**TASK ITEM:**
The word "scarf" marks the lines to report; pull each of them from the listing.

**DATA FOR THE TASK:**
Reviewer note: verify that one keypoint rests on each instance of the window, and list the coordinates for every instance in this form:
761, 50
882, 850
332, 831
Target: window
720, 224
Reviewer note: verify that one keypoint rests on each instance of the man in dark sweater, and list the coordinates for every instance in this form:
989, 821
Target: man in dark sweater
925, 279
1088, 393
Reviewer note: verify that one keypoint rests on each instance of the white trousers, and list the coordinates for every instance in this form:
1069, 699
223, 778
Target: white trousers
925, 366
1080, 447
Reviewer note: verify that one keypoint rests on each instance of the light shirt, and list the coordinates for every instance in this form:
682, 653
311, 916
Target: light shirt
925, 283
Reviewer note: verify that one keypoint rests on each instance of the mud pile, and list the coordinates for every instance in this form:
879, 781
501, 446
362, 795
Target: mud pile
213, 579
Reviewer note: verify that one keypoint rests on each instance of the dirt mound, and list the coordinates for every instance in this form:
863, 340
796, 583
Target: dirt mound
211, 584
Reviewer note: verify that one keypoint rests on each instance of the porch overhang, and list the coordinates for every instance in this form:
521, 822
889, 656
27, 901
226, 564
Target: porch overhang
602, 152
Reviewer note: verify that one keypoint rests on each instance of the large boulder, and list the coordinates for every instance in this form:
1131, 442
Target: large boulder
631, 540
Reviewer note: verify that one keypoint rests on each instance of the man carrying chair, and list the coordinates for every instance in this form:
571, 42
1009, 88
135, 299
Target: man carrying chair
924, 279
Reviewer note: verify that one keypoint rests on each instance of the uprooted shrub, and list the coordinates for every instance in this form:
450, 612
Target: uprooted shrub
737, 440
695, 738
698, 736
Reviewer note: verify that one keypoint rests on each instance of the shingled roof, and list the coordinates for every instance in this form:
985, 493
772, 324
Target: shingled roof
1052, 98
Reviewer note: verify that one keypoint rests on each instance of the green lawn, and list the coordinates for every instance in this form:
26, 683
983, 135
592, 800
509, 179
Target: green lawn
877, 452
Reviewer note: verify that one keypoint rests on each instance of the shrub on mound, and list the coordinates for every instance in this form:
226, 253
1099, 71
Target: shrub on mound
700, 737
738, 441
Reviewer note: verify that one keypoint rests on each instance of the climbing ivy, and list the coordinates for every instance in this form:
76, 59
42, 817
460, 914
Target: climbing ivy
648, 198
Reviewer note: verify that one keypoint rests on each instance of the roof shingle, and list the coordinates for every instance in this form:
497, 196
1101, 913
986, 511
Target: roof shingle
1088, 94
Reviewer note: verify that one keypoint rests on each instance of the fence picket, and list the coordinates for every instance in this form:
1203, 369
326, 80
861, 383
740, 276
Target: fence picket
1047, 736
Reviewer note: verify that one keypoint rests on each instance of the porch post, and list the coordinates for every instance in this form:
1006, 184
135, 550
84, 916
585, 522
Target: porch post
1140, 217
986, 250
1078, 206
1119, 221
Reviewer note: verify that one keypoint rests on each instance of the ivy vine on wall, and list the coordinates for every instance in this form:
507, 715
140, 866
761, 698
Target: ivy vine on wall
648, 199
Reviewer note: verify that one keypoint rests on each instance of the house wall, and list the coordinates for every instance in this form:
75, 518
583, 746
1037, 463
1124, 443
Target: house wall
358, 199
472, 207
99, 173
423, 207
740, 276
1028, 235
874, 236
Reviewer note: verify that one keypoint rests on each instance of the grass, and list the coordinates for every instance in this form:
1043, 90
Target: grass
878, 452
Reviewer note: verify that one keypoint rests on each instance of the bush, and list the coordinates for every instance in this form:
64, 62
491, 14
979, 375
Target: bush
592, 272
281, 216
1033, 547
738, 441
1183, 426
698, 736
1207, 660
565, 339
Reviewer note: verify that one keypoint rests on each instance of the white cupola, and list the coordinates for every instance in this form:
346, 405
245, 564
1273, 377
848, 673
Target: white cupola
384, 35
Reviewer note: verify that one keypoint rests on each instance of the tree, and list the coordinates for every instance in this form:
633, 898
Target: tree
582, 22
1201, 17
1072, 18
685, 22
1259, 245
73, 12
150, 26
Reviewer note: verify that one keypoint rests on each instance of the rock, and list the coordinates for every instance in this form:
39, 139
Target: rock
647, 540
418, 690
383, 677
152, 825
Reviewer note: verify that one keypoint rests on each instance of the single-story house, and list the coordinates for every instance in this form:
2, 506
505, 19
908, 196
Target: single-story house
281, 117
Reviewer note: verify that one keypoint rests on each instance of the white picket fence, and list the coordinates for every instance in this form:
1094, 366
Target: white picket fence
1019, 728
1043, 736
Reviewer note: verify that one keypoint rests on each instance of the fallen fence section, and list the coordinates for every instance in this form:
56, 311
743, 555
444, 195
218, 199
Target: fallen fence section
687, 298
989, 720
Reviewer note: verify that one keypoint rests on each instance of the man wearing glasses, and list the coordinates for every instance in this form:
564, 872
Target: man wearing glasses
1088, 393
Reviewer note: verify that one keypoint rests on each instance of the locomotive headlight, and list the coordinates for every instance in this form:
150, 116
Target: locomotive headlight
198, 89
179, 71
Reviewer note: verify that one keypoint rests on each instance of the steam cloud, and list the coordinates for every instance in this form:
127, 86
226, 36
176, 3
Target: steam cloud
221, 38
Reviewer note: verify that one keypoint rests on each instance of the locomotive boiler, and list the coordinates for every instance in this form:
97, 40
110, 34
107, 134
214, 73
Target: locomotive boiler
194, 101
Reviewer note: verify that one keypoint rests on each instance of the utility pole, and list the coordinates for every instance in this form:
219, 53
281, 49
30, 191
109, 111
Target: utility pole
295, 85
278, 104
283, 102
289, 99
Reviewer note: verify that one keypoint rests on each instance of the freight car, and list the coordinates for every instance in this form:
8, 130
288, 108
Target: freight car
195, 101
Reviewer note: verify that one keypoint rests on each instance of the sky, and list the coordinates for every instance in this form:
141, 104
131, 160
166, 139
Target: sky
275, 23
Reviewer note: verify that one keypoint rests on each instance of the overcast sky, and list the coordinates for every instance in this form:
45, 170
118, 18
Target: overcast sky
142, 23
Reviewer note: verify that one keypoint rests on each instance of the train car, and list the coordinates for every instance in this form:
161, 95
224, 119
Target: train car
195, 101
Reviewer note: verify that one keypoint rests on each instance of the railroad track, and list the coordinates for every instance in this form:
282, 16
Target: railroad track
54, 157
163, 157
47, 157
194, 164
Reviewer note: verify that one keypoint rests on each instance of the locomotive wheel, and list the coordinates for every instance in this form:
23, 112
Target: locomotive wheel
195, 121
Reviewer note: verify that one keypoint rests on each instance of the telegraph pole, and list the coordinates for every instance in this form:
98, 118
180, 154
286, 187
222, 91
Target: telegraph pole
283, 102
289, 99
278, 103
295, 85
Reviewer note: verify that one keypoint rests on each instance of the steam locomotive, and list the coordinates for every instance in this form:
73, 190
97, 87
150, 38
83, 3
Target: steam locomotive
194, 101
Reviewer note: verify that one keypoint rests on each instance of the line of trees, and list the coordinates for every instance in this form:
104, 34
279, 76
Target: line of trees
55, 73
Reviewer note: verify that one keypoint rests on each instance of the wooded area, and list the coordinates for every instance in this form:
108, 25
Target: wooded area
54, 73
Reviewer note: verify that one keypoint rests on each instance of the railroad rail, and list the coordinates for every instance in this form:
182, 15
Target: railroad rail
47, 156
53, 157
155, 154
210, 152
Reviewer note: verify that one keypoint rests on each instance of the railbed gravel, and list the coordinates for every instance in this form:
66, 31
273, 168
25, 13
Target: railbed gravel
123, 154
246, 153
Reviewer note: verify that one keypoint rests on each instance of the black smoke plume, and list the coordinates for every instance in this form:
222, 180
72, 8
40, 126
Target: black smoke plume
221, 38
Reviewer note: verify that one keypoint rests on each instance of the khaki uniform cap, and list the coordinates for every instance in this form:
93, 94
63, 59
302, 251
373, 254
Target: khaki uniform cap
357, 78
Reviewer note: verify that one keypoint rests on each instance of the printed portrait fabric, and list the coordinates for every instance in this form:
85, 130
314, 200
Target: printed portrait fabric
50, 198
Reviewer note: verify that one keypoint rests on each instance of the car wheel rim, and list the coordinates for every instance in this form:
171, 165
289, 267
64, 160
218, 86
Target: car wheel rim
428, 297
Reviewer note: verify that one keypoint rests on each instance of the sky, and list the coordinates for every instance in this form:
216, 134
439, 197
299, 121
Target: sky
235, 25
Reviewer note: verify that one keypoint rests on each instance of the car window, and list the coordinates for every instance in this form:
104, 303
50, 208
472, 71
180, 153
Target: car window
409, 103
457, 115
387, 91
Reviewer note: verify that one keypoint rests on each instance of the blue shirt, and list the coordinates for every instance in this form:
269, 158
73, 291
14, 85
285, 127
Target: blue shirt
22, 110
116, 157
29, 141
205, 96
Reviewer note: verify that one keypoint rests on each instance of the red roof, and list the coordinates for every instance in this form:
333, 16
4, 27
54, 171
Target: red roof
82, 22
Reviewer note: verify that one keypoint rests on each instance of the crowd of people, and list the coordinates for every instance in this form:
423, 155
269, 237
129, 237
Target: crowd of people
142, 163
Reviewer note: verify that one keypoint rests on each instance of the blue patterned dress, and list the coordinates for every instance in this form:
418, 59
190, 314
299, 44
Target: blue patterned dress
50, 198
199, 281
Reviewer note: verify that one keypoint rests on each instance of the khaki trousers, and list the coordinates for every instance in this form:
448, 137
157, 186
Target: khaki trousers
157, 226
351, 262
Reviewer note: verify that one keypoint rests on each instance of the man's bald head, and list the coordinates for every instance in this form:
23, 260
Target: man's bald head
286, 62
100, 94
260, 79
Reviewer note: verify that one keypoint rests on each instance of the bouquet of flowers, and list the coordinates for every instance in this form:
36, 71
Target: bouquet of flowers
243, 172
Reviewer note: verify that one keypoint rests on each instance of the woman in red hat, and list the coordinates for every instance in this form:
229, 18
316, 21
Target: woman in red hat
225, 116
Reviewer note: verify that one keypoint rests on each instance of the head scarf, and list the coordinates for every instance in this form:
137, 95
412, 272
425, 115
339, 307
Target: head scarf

**TASK ANSWER:**
Reviewer note: verify that one keypoint rests on each instance of the head scarf, and list the coordinates for every instance in this form:
Target: head scarf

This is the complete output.